WHAT THE TASK ASKS:
In the entries below, find the line with "of the frost-covered" and the line with "the white snow". Print those two and everything between them exactly, and nothing else.

MATERIAL PROVIDED:

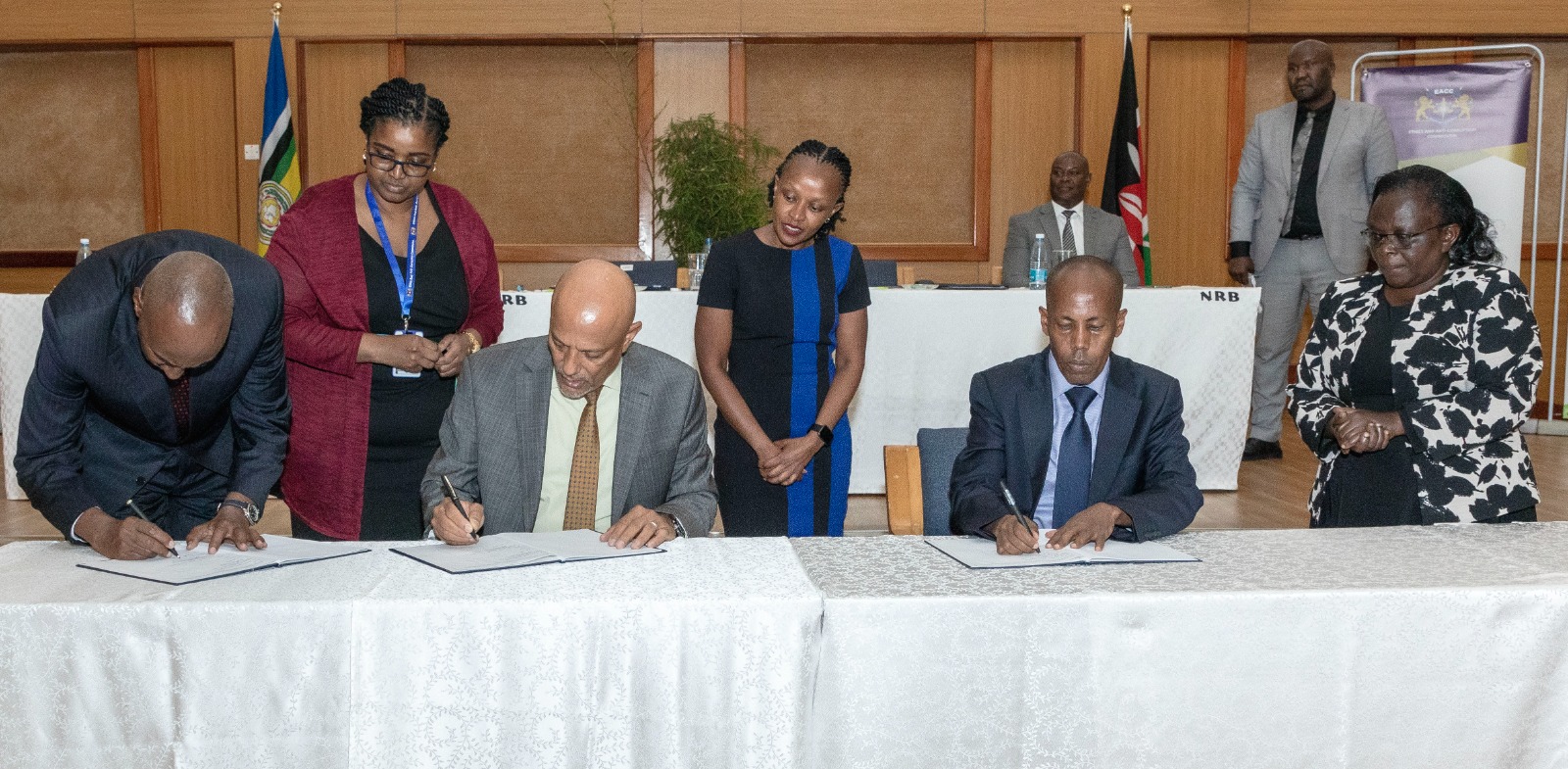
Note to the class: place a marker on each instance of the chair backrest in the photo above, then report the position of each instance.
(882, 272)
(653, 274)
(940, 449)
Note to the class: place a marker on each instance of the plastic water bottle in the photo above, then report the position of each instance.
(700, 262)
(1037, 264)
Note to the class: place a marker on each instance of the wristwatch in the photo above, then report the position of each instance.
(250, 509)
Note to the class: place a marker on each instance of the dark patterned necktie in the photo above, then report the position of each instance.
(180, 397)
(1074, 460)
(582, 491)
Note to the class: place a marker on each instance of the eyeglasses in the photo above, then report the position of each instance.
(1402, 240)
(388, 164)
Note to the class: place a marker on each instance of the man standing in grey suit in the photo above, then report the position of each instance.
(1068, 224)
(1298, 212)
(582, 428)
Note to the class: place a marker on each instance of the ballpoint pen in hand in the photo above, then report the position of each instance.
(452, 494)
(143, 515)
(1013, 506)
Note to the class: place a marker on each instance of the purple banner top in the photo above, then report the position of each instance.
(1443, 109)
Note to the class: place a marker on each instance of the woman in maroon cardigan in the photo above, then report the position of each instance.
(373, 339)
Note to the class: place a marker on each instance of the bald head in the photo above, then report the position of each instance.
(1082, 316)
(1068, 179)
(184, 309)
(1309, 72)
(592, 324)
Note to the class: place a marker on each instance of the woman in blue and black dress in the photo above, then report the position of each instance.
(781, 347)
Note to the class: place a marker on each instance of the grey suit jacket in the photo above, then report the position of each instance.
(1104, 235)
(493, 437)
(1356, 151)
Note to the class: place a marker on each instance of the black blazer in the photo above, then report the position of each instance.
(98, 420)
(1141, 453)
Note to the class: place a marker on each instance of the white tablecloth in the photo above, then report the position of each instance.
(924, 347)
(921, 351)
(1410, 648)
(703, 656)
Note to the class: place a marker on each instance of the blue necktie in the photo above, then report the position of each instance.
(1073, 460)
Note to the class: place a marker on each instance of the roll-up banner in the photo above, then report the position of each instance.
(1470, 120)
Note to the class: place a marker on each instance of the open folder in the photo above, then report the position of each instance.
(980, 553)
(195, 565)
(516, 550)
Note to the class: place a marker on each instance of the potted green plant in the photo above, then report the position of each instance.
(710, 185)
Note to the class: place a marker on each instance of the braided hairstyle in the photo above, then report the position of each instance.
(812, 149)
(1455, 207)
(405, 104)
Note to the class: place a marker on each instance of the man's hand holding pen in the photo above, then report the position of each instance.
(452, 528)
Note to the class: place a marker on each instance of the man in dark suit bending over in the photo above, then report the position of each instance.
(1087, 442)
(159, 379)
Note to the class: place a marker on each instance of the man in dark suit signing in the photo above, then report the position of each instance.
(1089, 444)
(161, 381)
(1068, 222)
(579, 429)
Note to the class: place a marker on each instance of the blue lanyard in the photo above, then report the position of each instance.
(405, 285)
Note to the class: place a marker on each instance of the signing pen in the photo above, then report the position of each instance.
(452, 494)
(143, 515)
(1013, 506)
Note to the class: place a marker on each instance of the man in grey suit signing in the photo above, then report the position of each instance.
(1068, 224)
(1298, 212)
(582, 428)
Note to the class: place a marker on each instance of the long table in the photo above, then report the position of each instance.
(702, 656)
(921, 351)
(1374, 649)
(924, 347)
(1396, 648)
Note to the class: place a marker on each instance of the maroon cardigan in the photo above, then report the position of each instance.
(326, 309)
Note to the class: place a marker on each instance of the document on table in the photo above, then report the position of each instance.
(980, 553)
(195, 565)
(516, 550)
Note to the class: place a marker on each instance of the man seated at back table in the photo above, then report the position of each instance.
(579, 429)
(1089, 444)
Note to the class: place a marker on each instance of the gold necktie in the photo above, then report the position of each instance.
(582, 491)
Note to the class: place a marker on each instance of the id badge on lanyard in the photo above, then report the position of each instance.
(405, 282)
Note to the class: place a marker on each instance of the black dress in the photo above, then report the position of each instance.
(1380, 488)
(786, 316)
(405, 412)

---

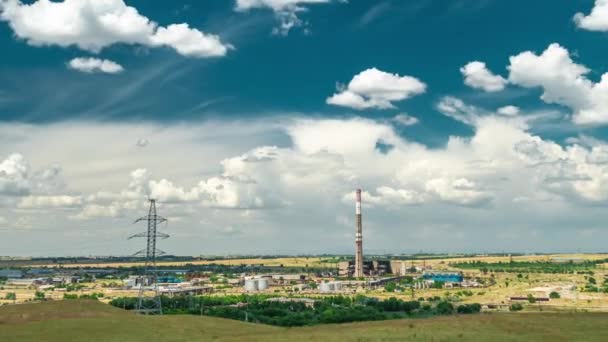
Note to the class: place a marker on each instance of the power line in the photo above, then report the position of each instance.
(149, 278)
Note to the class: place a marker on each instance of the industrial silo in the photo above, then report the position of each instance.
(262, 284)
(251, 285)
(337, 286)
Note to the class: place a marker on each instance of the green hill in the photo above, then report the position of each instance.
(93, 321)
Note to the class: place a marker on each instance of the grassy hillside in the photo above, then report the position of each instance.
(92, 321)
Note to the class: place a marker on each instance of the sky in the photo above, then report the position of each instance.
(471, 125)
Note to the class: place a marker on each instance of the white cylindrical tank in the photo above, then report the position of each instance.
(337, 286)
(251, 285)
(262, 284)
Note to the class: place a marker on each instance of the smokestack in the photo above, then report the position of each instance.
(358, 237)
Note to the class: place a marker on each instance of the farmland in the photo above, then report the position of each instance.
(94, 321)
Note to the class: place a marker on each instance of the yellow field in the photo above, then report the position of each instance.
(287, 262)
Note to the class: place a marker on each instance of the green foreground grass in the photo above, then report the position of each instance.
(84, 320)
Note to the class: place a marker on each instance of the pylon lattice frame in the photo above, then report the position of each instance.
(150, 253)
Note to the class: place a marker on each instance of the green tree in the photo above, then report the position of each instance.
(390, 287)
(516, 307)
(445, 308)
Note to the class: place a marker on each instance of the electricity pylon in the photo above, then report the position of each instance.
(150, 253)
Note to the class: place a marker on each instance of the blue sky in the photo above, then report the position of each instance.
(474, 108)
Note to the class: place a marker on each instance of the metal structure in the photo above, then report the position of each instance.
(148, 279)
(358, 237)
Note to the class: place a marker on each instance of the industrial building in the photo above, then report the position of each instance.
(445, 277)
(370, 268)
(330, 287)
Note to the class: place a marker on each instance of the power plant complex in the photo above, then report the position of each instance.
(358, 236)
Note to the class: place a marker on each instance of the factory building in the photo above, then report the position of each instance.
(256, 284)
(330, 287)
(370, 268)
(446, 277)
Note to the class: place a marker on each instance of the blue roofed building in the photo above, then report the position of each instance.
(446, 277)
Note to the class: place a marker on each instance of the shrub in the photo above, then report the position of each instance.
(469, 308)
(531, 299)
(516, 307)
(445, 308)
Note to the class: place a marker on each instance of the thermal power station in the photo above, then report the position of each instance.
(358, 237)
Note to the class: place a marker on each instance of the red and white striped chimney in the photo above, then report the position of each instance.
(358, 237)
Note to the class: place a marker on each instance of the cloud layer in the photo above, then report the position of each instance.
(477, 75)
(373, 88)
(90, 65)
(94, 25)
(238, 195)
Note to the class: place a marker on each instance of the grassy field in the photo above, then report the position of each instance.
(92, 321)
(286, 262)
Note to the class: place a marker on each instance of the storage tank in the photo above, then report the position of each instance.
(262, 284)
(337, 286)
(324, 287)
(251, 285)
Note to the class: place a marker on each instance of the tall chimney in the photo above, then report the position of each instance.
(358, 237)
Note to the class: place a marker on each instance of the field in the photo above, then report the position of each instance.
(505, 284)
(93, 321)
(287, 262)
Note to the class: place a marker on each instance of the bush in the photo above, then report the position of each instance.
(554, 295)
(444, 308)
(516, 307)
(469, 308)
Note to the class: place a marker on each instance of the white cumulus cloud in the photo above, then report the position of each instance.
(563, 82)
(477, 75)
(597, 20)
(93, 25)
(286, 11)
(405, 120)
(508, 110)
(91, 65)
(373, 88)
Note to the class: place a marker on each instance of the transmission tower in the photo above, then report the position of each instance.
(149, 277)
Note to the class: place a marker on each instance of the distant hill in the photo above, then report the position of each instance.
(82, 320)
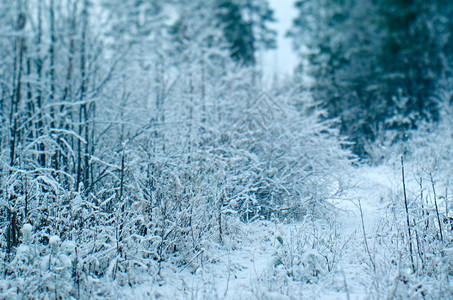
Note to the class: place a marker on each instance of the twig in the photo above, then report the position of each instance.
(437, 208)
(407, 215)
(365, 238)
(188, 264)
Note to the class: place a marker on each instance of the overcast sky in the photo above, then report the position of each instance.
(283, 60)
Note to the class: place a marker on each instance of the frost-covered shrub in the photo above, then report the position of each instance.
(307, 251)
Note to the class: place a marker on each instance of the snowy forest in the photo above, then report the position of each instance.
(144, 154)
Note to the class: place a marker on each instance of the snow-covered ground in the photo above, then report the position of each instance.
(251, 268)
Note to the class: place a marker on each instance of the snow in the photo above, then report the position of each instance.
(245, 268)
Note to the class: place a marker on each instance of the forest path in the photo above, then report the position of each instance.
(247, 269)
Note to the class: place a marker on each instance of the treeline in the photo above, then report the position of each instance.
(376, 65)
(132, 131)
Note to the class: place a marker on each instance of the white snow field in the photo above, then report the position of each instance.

SOLUTION TO THIS TASK:
Note to the class: place a marker on each instance of the frost-covered shrub in the photo above, then report the position of each instance.
(307, 251)
Note to the class: place a marker on each instance of the snowy forest in the photo above, then report the position of each instance.
(144, 154)
Note to the class: place a marker on each instance of the snow-covered ground in the photo above, then report the position of each instance.
(251, 268)
Note to the class: place a marker on each instance of the snow in the photo above, then report the position of each instance.
(245, 268)
Note to the class: place a marker on each instance of the forest path in the photo above, then report the position of each instance.
(247, 269)
Note to the class: place a marker on each instance of the treeline in the photo above, then report the position of each instance.
(376, 65)
(132, 131)
Note to the class: place a marker on each instance of the white snow field in the photo above, then report the position of each instance.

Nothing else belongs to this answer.